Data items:
__________
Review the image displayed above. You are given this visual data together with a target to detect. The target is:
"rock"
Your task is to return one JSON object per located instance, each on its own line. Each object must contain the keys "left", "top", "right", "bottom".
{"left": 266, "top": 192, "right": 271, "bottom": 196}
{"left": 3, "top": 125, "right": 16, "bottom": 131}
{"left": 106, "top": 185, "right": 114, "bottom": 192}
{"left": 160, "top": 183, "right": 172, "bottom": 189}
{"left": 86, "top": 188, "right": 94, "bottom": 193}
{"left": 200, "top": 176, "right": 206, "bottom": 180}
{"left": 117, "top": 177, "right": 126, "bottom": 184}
__________
Exercise requirements: The exact wording of every entry above should be written out again.

Solution below:
Review the image displayed above. You are given this visual data together with a target to detect. The target is:
"rock"
Your task is to return one JSON object per located instance, each on its own line. Each object must contain the keys "left", "top", "right", "bottom".
{"left": 266, "top": 192, "right": 271, "bottom": 196}
{"left": 3, "top": 125, "right": 16, "bottom": 131}
{"left": 106, "top": 185, "right": 114, "bottom": 192}
{"left": 160, "top": 183, "right": 172, "bottom": 189}
{"left": 86, "top": 188, "right": 94, "bottom": 193}
{"left": 200, "top": 176, "right": 206, "bottom": 180}
{"left": 117, "top": 177, "right": 126, "bottom": 184}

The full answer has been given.